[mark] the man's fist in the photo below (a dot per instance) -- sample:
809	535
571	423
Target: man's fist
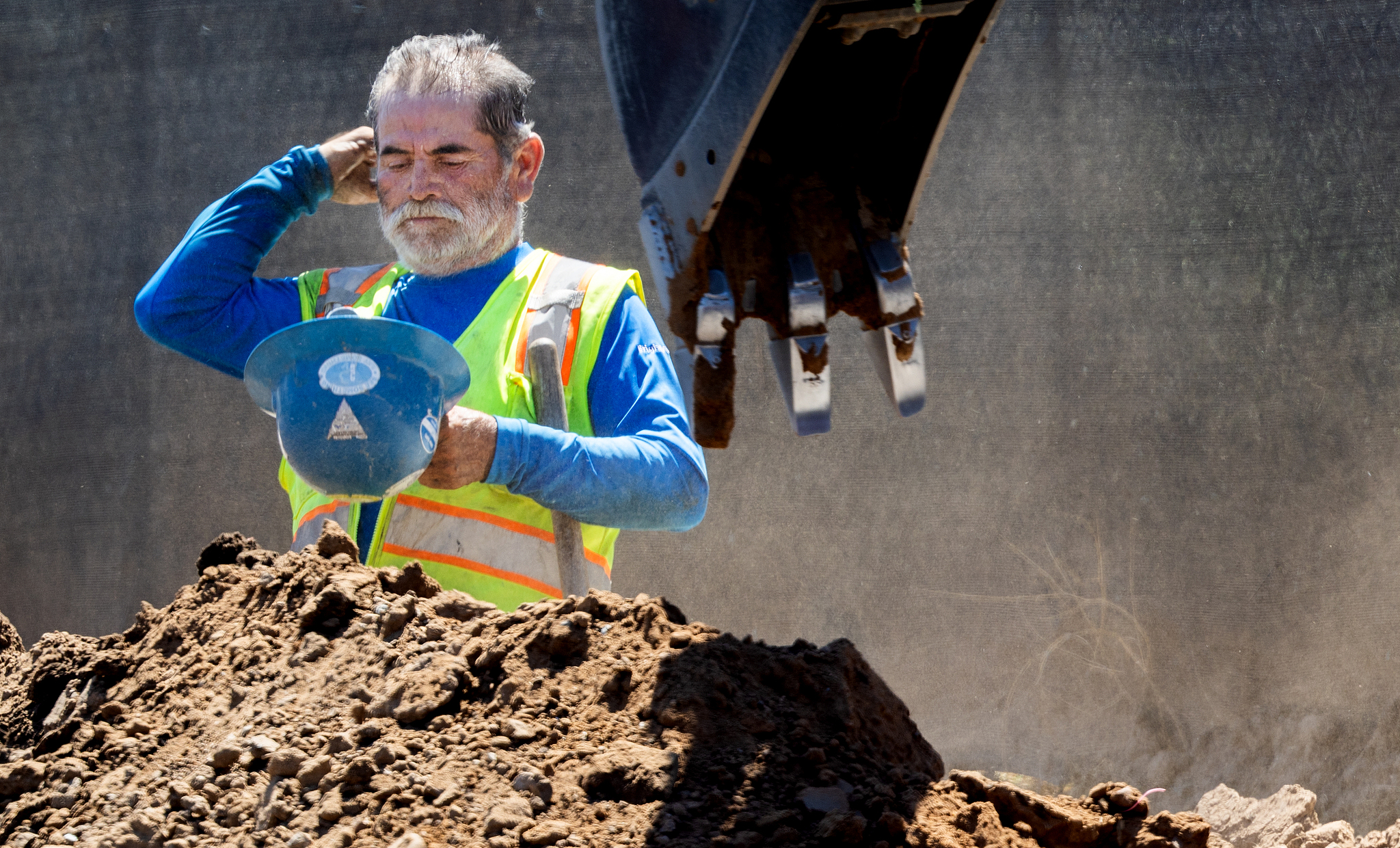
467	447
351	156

...

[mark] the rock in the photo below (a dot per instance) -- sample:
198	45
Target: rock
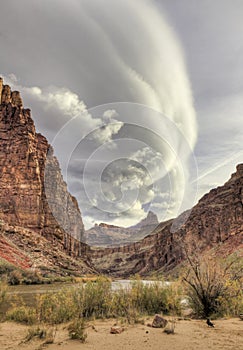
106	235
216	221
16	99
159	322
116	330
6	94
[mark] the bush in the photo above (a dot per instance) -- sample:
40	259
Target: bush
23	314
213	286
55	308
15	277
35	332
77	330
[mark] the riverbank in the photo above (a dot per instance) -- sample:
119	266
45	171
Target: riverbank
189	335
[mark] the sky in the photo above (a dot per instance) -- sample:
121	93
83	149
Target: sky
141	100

PROBLEM DETAILS ::
Go through the entries above and copy each line holding the string "sample".

TASK ANSWER ::
[mark] the man's fist in the photo below (a dot per instance) -- sample:
[mark] the rock in the photo below (a dot per instance) -- sample:
[mark] the bush in the photo above (a dot per instance) -- sample:
[mark] the riverbank in the photo above (a dot per instance) -- sample:
[mark] the sky in the photo above (a dot per instance) -- sample:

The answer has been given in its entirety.